→ Excerpt provided:
Design/methodology/approach
The MATLAB App Designer model was used to generate the data set. Various combinations of wastewater quality data, such as temperature(T), TN, TP and hydraulic retention time (HRT) are used as inputs into the ANN to assess the degree of effect of each of these variables on BOD, TN, TP and TSS removal efficiency. Two of the models reflect two different types of primary treatment, while the other nine models represent different types of subsequent treatment. The ANN model’s findings are compared to the MATLAB App Designer model. For evaluating model performance, mean square error (MSE) and coefficient of determination statistics (R2) are utilized as comparative metrics.

→ Problems to solve:
- A) Decide whether each statement agrees with the wastewater treatment modeling text, answering yes or no and quoting the words of the text that settle it. (i) The data set was generated with the MATLAB App Designer model. (ii) Three of the models reflect types of primary treatment. (iii) Mean square error serves as one of the comparative metrics.
- B) Pick up the wastewater treatment modeling text after its final sentence and write the next few sentences in the same style.

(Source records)
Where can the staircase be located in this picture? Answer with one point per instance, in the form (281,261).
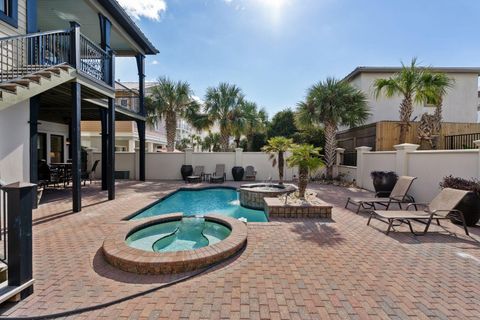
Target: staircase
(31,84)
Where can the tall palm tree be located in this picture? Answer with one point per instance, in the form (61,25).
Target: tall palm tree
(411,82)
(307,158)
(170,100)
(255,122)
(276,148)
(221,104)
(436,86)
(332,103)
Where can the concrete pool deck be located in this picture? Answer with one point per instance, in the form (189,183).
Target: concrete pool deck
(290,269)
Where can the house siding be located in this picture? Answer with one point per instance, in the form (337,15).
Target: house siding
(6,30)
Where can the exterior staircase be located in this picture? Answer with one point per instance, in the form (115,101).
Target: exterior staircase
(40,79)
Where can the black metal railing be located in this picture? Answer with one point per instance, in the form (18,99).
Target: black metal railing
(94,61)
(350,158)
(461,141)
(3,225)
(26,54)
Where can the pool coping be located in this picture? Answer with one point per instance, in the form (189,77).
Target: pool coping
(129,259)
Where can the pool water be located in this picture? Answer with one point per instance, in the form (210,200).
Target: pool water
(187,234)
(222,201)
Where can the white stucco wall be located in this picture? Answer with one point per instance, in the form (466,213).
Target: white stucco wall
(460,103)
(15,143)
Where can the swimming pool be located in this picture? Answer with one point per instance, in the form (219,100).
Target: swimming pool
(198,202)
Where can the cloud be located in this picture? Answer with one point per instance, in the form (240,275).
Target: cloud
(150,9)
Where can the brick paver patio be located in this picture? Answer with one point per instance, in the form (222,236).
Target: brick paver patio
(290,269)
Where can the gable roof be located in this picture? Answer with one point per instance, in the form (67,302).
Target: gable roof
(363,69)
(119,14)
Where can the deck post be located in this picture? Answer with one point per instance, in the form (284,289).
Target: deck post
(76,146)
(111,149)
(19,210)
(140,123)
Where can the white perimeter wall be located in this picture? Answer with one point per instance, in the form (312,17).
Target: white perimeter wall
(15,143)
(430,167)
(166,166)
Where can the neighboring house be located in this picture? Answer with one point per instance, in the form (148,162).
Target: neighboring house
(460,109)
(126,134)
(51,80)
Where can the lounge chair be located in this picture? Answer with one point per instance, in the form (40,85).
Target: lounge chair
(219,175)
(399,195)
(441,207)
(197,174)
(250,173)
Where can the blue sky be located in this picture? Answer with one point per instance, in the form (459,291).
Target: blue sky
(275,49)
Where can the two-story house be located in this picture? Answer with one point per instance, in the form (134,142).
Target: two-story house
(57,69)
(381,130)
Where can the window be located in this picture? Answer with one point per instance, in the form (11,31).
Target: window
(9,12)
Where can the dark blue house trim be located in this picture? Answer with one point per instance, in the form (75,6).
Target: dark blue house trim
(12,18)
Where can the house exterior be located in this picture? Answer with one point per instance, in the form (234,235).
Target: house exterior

→ Answers to this exercise:
- A)
(i) Yes: "The MATLAB App Designer model was used to generate the data set."
(ii) No: "Two of the models reflect two different types of primary treatment"
(iii) Yes: "mean square error (MSE) and coefficient of determination statistics (R2) are utilized as comparative metrics."

- B)
Findings
For both training and testing, the R values for the ANN models were greater than 0.99. Based on the comparisons, it was discovered that the ANN model can be used to estimate the removal efficiency of BOD, TN, TP and TSS in WWTP and that the ANN model produces very similar and satisfying results to the APPDESIGNER model. The R-value (Correlation coefficient) of 0.9909 and the MSE of 5.962 indicate that the model is accurate. Because of the many benefits of the ANN models used in this study, it has a lot of potential as a general modeling tool for a range of other complicated process systems that are difficult to solve using conventional modeling techniques.
Originality/value
The objective of this study was to develop an ANN model that could be used to estimate the removal efficiency of pollutants such as BOD, TN, TP and TSS at the effluent of various primary and secondary treatment methods in a WWTP. In the future, the ANN could be used to design a new WWTP and forecast the removal efficiency of pollutants.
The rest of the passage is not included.